[Selected passage]
Unicode Squares: Using valid Unicode text tokens for squares (□ and ■).
Text-in-Squares: Embedding "0" and "1" text labels inside the filled and empty squares, respectively, to reintroduce textual anchors while maintaining the square visual appearance.

3. Key Results

The "Text-vs-Squares" Gap

The most significant finding is a dramatic performance collapse when moving from text symbols to filled squares, despite identical information content and visual encoding paths.

Text Condition: Claude and ChatGPT achieved ~91% cell accuracy and ~84% F1. Gemini achieved 84% accuracy and 63% F1.
Filled-Squares Condition: All three models collapsed to 60–73% accuracy and 29–39% F1.
The Gap: The F1 score dropped by 34 to 54 points across models when text symbols were replaced by filled squares.

Model-Specific Failure Modes

Each model exhibited a distinct failure pattern in the squares condition:

Claude Opus: Systematic under-counting. It detected the approximate region of filled cells but failed to localize individual boundaries, predicting fewer cells than existed.
ChatGPT 5.2: Massive over-counting. At high densities, it hallucinated extra filled cells, often expanding clusters and losing grid dimensions (e.g., generating 16–17 characters per row).
Gemini 3 Thinking: Template hallucination. At moderate-to-high densities, it abandoned the input entirely, generating stereotyped geometric patterns (crosses, L-shapes) unrelated to the actual grid.

Ablation Findings (Graded Continuum)

Unicode Squares: Performance was intermediate (69–77% F1), suggesting the gap is not binary but depends on the "text-recognition confidence" of the specific token.
Text-in-Squares:
- Claude & Gemini: Performance recovered significantly (up to 100% F1 on sparse grids), proving that embedding text anchors restores spatial reasoning.
- ChatGPT: Performance degraded (dropping to 51% F1), indicating that for this model, the visual complexity of text-on-background actively interferes with its processing pathways.

4. Key Contributions

Identification of a Fundamental Limitation: The paper demonstrates that current VLMs lack robust native spatial reasoning for non-textual elements. Their high performance on spatial tasks is largely mediated by a text-recognition pathway.
Cross-Architecture Replication: The phenomenon was replicated across three independent model families (Anthropic, OpenAI, Google) with different architectures and training data, suggesting this is a structural property of current VLM designs rather than an idiosyncrasy of a single system.
[/Selected passage]
Work order >> Write the next part of the summary of the grid-reading study, starting after its final sentence. The records that come after this summary are from a different source.
[Entries supplied]
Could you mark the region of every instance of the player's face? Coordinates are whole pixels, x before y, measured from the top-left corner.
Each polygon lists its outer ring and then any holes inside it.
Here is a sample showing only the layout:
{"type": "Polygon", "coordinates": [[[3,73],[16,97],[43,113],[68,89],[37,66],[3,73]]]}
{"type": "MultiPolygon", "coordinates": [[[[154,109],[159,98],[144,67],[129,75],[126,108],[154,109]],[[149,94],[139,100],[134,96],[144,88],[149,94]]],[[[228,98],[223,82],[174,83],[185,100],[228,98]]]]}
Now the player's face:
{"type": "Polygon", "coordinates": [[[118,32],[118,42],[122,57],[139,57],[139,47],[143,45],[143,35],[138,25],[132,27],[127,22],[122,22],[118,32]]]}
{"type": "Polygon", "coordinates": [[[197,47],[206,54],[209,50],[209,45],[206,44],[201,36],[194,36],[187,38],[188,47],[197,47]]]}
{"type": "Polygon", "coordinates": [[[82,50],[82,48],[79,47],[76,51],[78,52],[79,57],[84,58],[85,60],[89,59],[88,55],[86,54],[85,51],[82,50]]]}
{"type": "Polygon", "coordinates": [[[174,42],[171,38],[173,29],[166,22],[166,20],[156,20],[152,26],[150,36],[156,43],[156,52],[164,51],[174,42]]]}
[/Entries supplied]
Your response >>
Characterization of Failure Modes: The study categorizes specific failure modes (under-counting, over-counting, template hallucination) and links them to the capacity limits of the text-recognition pathway versus the visual-feature pathway.
Ablation of Text-Visual Interactions: The "Text-in-Squares" experiment reveals that text-visual interactions are model-specific; adding text can help some models (Claude, Gemini) but actively harm others (ChatGPT).

5. Significance and Implications

Re-evaluating Benchmarks: Current benchmarks relying on text-heavy inputs may substantially overestimate a VLM's true spatial reasoning capabilities. Applications requiring precise localization of non-textual objects (e.g., medical imaging, autonomous driving, scientific visualization) may face severe limitations.
The "Two-Pathway" Hypothesis: The authors propose that VLMs function with two implicit pathways:
1. A Text-Recognition Pathway (high-fidelity, preserves spatial position via token mapping).
2. A Visual-Feature Pathway (lower-fidelity, captures semantic clusters but loses precise coordinate-level data).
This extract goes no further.